SOURCE =>
####

Location: 1201 S. High Street, South Bend

From the manufacture of street sprinkling wagons to the manufacture of outboard motors is quite a transition, but a South Bend company, through many reorganizations, made such a switch in the forty-plus years between 1880 and the early 1920s.

 

William H. Miller was born August 21, 1838 at Portage Prairie, St. Joseph County, Indiana, to a pioneer family. He was well educated, having attended Wabash College in Indiana and Miami College in Oxford, Ohio, each for a year. He originally intended to become a lawyer, but got into the planing mill business, first as Defrees & Miller, then Miller & Marsh, then as William H. Miller & Company when his father joined him in business in 1873. He then left South Bend for some years, going first to Fon du Lac, Wisconsin and then to St. Louis, Missouri.

 

In St. Louis he had a contract to do street sprinkling and developed an improved sprinkler (in the days when streets were dirt a water-sprinkling wagon sprayed the road to keep dust controlled). In 1880 Miller returned to South Bend and is supposed to have engaged in the manufacture of street sprinklers. The location of this business is not known, since the city directories only list Miller’s residence during the 1880s.

 

In 1889 Miller became associated with John C. Knoblock and his son Otto Knoblock. On July 23, 1890, the Miller-Knoblock Wagon Company was organized with $100,000 in capital. In addition to the Knoblocks and Miller, the fourth organizer was Frederick C. Bowman who signed the Articles of Incorporation in Albany, New York, but who is listed in the 1891 city directory as living in South Bend.

 

The Knoblocks were engaged in a number of manufacturing operations in South Bend. The most important of these was the South Bend Chilled Plow Company, which the elder Knoblock had been president and his son, Otto, treasurer. They were also associated with the Knoblock-Ginz Milling Company and the St. Joseph Valley Savings Bank. The Knoblocks left the South Bend Chilled Plow Company in 1890.

 

The Miller-Knoblock Wagon Company shops were located on South High Street at Wenger Street. The 1891 Sanborn map shows a T-shaped brick building with the front part two-stories and the woodworking shops and painting shops and the rear one-story section the blacksmithing shop and storage. An engine house was also on the site. The company manufactured a variety of wagons, in addition to sprinklers, but concentrated on heavy utility wagons. One local newspaper reported that Miller-Knoblock had built the heaviest-known wagon to carry cables for the Cleveland City Cable Railway. For the World’s Columbian Exposition of 1893, Miller-Knoblock exhibited two sprinkling wagons and two beer wagons.

####

DATASET CONTENT =>

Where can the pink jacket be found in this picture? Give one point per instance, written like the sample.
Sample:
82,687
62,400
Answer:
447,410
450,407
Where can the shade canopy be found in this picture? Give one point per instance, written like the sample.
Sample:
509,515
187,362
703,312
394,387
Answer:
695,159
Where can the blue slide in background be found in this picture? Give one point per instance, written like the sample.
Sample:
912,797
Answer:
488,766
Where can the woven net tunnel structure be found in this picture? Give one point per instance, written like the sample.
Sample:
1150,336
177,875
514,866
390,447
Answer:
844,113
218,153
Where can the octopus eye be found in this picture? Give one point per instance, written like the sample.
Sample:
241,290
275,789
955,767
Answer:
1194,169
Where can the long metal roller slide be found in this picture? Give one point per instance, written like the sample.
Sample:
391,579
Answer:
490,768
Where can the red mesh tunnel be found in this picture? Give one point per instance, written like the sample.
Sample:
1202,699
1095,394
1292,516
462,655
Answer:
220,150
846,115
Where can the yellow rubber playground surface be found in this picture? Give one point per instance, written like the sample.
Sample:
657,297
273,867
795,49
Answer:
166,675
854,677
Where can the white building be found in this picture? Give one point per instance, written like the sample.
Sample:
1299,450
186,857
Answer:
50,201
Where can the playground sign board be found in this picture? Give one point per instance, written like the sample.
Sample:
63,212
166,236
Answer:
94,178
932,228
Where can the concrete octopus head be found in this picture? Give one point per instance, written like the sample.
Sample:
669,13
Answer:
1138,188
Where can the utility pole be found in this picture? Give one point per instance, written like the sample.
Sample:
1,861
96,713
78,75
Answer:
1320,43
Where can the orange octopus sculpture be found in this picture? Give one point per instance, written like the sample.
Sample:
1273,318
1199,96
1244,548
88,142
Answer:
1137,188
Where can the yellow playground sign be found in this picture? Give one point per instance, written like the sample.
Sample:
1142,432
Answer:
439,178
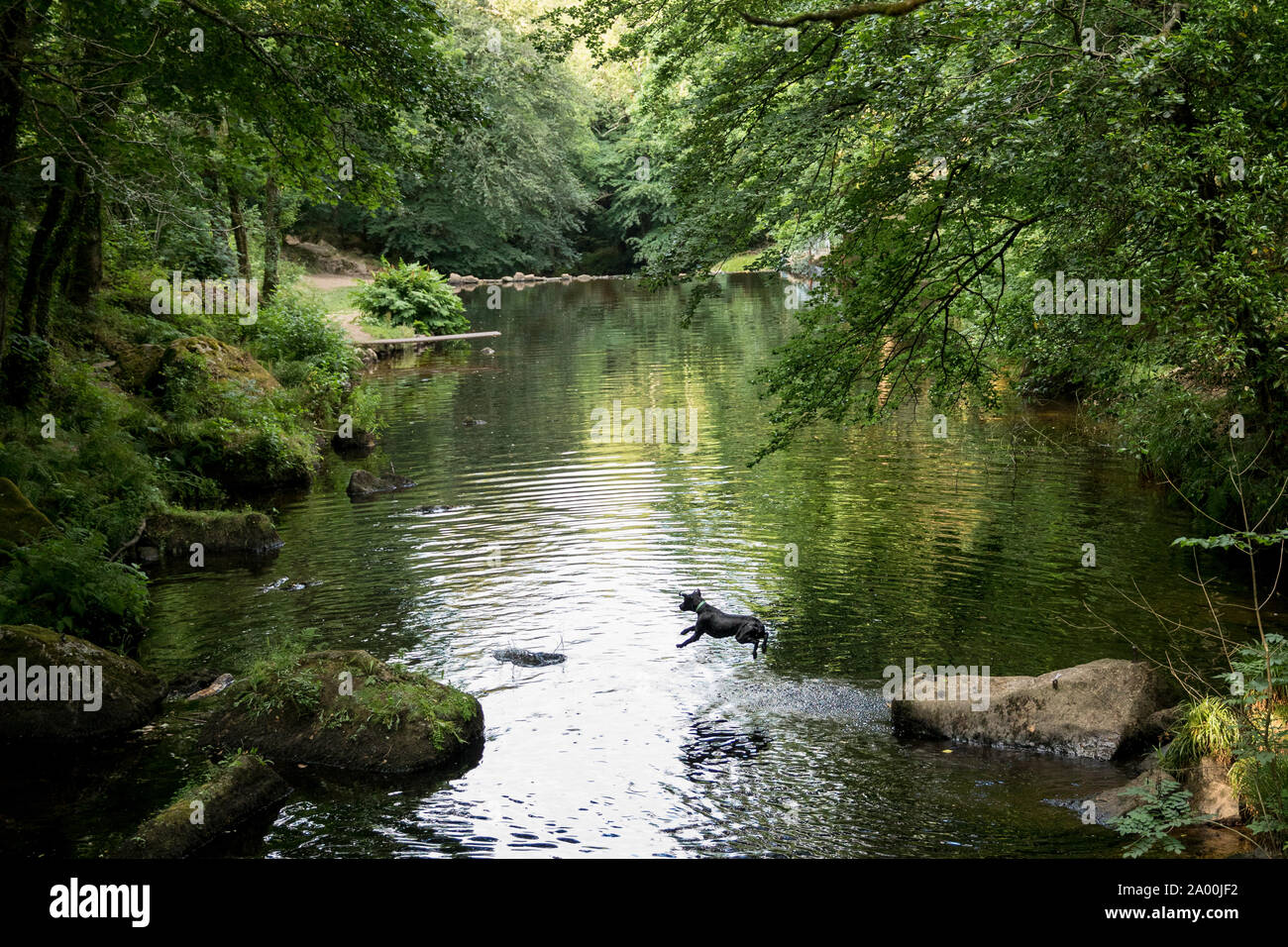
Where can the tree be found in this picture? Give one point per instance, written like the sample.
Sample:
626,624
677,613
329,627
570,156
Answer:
957,157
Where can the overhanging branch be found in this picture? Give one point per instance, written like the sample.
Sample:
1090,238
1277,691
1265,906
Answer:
840,14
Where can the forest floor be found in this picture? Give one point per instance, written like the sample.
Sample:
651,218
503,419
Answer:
335,292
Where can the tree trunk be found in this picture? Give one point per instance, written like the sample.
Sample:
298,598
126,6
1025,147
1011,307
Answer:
239,234
42,247
271,237
58,227
13,33
86,274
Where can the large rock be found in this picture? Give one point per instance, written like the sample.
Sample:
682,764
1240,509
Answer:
346,709
121,696
1096,710
1209,781
136,365
241,788
220,361
365,483
20,521
171,534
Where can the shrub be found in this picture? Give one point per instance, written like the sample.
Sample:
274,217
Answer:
408,294
26,368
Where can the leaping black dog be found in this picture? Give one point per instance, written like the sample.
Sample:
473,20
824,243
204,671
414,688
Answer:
712,621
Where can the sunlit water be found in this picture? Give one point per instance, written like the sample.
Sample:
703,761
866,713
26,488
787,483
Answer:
957,551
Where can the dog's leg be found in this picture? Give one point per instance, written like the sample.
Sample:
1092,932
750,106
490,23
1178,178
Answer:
690,641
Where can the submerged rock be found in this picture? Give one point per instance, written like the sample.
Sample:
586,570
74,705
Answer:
365,483
349,710
362,444
107,694
1096,710
240,789
218,684
20,522
171,534
1209,781
528,659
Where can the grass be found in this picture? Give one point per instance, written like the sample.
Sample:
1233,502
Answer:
335,299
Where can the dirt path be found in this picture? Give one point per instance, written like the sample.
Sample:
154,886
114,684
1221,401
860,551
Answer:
346,318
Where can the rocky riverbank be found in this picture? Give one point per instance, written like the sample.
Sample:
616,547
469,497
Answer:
1117,710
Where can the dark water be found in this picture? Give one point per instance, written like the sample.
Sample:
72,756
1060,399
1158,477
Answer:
957,551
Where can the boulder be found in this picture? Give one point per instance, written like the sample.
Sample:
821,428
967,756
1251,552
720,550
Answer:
1209,781
136,365
362,444
241,788
365,483
1096,710
171,534
349,710
112,696
219,361
20,522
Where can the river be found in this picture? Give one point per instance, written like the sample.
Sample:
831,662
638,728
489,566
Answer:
858,548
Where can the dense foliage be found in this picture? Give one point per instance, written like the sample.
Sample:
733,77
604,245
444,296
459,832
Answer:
406,294
954,155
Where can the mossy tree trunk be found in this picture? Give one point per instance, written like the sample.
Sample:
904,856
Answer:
239,222
271,236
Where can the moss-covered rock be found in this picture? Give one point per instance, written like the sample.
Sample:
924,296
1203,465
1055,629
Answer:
219,361
136,365
346,709
240,789
172,532
20,521
116,694
1096,710
366,483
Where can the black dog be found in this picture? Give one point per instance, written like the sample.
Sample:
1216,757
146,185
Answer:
712,621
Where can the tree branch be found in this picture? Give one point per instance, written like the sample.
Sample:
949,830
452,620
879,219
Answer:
841,14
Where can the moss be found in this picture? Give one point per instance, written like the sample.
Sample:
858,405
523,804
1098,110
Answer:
228,793
172,531
219,361
299,707
136,365
20,521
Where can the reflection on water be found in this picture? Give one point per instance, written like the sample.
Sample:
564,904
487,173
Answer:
957,551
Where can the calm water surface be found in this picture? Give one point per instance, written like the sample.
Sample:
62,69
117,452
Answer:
957,551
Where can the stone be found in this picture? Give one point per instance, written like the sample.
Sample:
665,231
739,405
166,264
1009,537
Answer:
1096,710
347,709
121,694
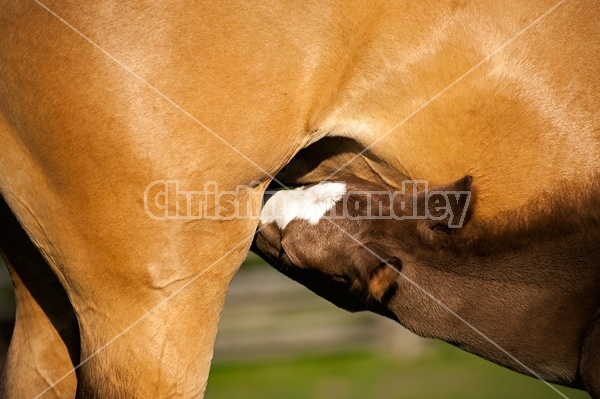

####

WHAT IS ASKED => Does each statement agree with the text on the Miller-Knoblock Wagon Company? Answer yes or no for each, quoting the deciding words: (a) William H. Miller spent a year at Wabash College; (b) the Miller-Knoblock Wagon Company was organized with $50,000 in capital; (c) the Knoblocks left the South Bend Chilled Plow Company in 1890.

ANSWER TO THIS PROBLEM =>
(a) Yes: "having attended Wabash College in Indiana and Miami College in Oxford, Ohio, each for a year"
(b) No: "the Miller-Knoblock Wagon Company was organized with $100,000 in capital"
(c) Yes: "The Knoblocks left the South Bend Chilled Plow Company in 1890."